Thursday, 28 December 2017

Christmas cracker weirdness 2017

OK, everyone loves christmas crackers, right? BUT they have such naff pressies, they are way too small and they are all a bit samey.

The answer?

Here are this year's "crackers" - golden gift boxes with pyrotechnic caricature heads that also provide the opening mechanism AND mildly offensive audio - what could be more delightful?! 

They were also stuffed with goodies, hats and dodgy jokes, but this post is not about the contents.

The boxes are about a foot long and roughly six inches wide and tall. The head on each box is a mildly insulting but largely warm caricature, based on the person who would receive each box.

Here is one box in detail. This one is me.

Start with a bang...

Fuses give an enjoyable anticipation like Mission Impossible. This was exciting with four lit at the same time. You know they are going to kick off, but you don't know exactly when, so it still makes you jump when the charges blow. With four going off in quick succession, it got smoky. Safety goggles were provided. 

Immature opening mechanisms...

Of course, all good gift boxes should have twisty wooden heads that mildly insultingly caricatured their recipient to open them and - also of course - they should have some sort of vaguely offensive and unexpected interjection (or is that just me?)

Here's another one...


The build for the crackers involved woodcarving, box-building and making a lock mechanism.

Carving the heads

Now these things start as scrawls...

And then start again as logs...
This is a section of an oak branch.

This was held in place in the vice with a squared oak block screwed onto the bottom.

The screws are about 2" long. The screw holes need pilot holes in the log, or the log will split along the grain. The wooden block holes also need countersinking or the block will split.

Here's a side view.

Roughing out

For each caricature head I had drawn a rough sketch like he one above, to fix the design in my mind. When carving, I almost always do this.  It allows me to be able to see what it will look like when carved. The job then is to cut out the wood to reach the design in my brain.

**The tasks**
1. According to the Christmas cracker post, how long are the gift boxes?
2. Please pick up the Christmas cracker post after its last sentence and write the next part.
Nothing in the listing matters here.

**Collected data**
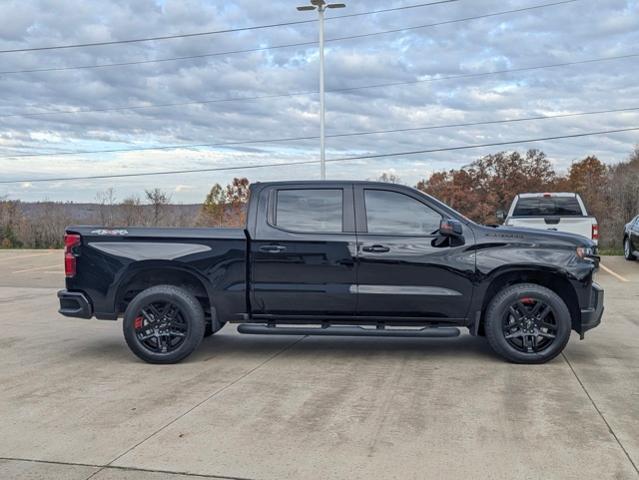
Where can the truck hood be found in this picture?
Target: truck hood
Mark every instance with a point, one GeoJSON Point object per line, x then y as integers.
{"type": "Point", "coordinates": [535, 235]}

**Results in order**
1. About a foot long.

2.
The first job is to rough out the basic form, but without any detail.
The tool for this is the awesome Arbortech. A lovely tool to use and its power makes this no real physical effort and allows you to be surprisingly subtle. You can almost stroke off the wood.

The eye and ear protection is essential though. oak chips are rock hard and fire off at high velocity.

This means a protective cordon needed to be built to keep out inquisitive Betty pug...

This head used the natural shape of a sub-branch as the nose.

You can see before and after here...

After a little while, the shape emerges. It is important to block out the basic form. No attempt at detail should be made here until the shape is established.

A little while later. By this point, I'd started using the rotary carving burrs in the die grinders (top two tools). They are able to get in and make subtle concave shapes that the Arbortech is too big to do.

This head is only about 6" high, so you need the more delicate die grinder. Having said that, they are also pretty powerful tools, so it is not a lot of physical effort. It is more about having a good grip and being subtle to stop the burrs grabbing the wood and careering off across the face of the carving.

From the other side...

Once roughed out, the basic features of the face were sketched onto it as a carving guide.

This is the last stage of roughing out. The shape of the eye sockets etc are starting to be formed, but still no real detail is done until the form is in place.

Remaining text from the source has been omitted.